---------- AUSGANGSTEXT
Mörderische Melancholie in Wien

Der erste Satz
Das Telefon läutet.

Krimi der Woche∙ N° 06/2022 ∙ Hanspeter Eggenberger

Zuerst ist es nur eine hypothetische Frage: Wäre ich fähig zu einem Mord?, fragt sich der Wiener Schriftsteller Konrad Mola, während er für einen TV-Film einen Serienmörder spielt. „Noch habe ich keine Lust am Töten verspürt, aber vielleicht verändert sich das das im Laufe des Drehs.“ Bald stellt sich die Frage anders: Ist er ein Mörder? Nach einem Besäufnis hat Mola einen Blackout. In der Nähe der Bar, in der er zu viel getrunken hatte, ist in dieser Nacht eine Prostituierte ermordet worden. Und es gibt Überwachungskamerabilder, die Mola im Gespräch mit dieser jungen Frau zeigen.

Konrad Mola ist der Icherzähler im neuen Roman „Mein Leben als Serienmörder“ des österreichischen Schriftstellers und Schauspielers Josef Kleindienst. Es ist nicht ein Kriminalroman im klassischen Sinn. Sondern das empathische Porträt eines Mannes, der in Verdacht gerät, ein Mörder zu sein, und der immer mehr neben die Spur gerät. Denn er weiss selbst nicht, ob er die Frau getötet hat oder nicht. „Wenn ich schuldig wäre, könnte ich nichts dagegen tun. Blöd wäre es bloss, wenn ich unschuldig wäre, aber als schuldig betrachtet werden würde. Und ich nicht einmal wüsste, dass ich unschuldig bin und mich in mein Schicksal ergäbe.“

Das Unheil verfolgt den Protagonisten, der wie sein Erfinder Schriftsteller und gelegentlich Schauspieler ist, schon etwas länger. Vor den Dreharbeiten für den Film über einen tatsächlichen Serienmörder ist auf einer Ferienreise mit seiner Freundin in Spanien das Auto des Paars aufgebrochen worden. Nicht nur sein Pass war weg, sondern auch das handschriftlich lektorierte Manuskript seines neuen Buches.
--------------------
- FRAGEN ZUM TEXT -
(A) Beantworten Sie anhand der Rezension die folgenden Fragen:
(i) In welcher Stadt ist Konrad Mola als Schriftsteller tätig?
(ii) Wie lautet der Titel des neuen Romans von Josef Kleindienst?
(iii) Was war außer dem Pass nach dem Aufbruch des Autos in Spanien noch weg?
(B) Entnehmen Sie der Rezension die Passage von „Mörderische Melancholie in“ bis „jungen Frau zeigen.“ und geben Sie sie wortgetreu wieder.
(C) Schreiben Sie die Rezension des Romans „Mein Leben als Serienmörder“ im Anschluss an ihren letzten Satz weiter.
---------- GEGEBENE DATEN
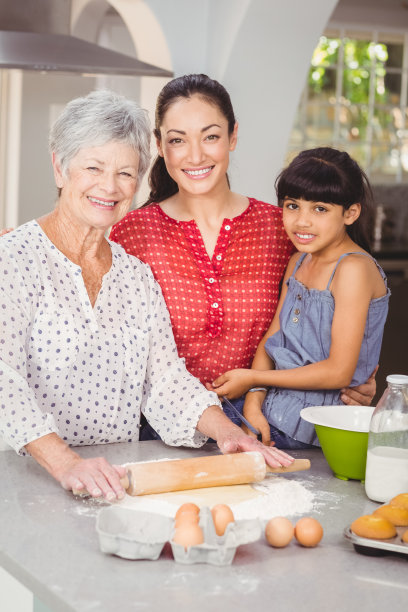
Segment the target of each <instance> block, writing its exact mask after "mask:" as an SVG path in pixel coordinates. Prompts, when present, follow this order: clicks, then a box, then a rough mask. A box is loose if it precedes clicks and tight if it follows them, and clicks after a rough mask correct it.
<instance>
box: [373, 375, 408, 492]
mask: <svg viewBox="0 0 408 612" xmlns="http://www.w3.org/2000/svg"><path fill="white" fill-rule="evenodd" d="M387 385H388V386H387V389H386V390H385V391H384V394H383V396H382V397H381V399H380V401H379V402H378V404H377V407H376V409H375V410H374V412H373V415H372V417H371V422H370V432H369V436H368V451H367V467H366V476H365V490H366V493H367V496H368V497H369V498H370V499H372V500H374V501H377V502H386V501H389V500H390V499H391V498H392V497H394V496H395V495H398V494H399V493H407V492H408V376H403V375H400V374H392V375H390V376H387Z"/></svg>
--------------------
- SCHRIFTLICHE ANTWORTEN -
(A)
(i) In Wien.
(ii) „Mein Leben als Serienmörder“.
(iii) Das handschriftlich lektorierte Manuskript seines neuen Buches.

(B)
Mörderische Melancholie in Wien

Der erste Satz
Das Telefon läutet.

Krimi der Woche∙ N° 06/2022 ∙ Hanspeter Eggenberger

Zuerst ist es nur eine hypothetische Frage: Wäre ich fähig zu einem Mord?, fragt sich der Wiener Schriftsteller Konrad Mola, während er für einen TV-Film einen Serienmörder spielt. „Noch habe ich keine Lust am Töten verspürt, aber vielleicht verändert sich das das im Laufe des Drehs.“ Bald stellt sich die Frage anders: Ist er ein Mörder? Nach einem Besäufnis hat Mola einen Blackout. In der Nähe der Bar, in der er zu viel getrunken hatte, ist in dieser Nacht eine Prostituierte ermordet worden. Und es gibt Überwachungskamerabilder, die Mola im Gespräch mit dieser jungen Frau zeigen.

(C)
Während seine Freundin als Musikerin in Indien unterwegs ist, spielt er die Serienmörderrolle, die ihn immer mehr gefangen nimmt. Und nach dem Absturz zusammen mit dem Produzenten des Films nach der Drehabschlussparty wird die Lage ernst. Das Überwachungsfoto kommt in einer Zeitung, es folgt ein Shitstorm im Internet: „Vielleicht sollte ich keine Nachrichten mehr lesen, auf das Internet verzichten, das mich tagein tagaus mit Informationen versorgt, als wäre ich an eine Dialysemaschine angeschlossen. Nur werden mir keine schädlichen Stoffe entfernt, sondern hinzugefügt.“

Wiener Melancholie prägt den Roman. Die lakonische und witzige, immer auch ironische Icherzählung entwickelt bald einen Sog, von dem man sich gerne mitziehen lässt. Derweil wandelt sich die leise Heiterkeit des Beginns zunehmend zu bedrohlicher Beklemmung. Das überzeugt. Wer eine typische Krimiauflösung will, ist jedoch bei Josef Kleindienst an der falschen Adresse.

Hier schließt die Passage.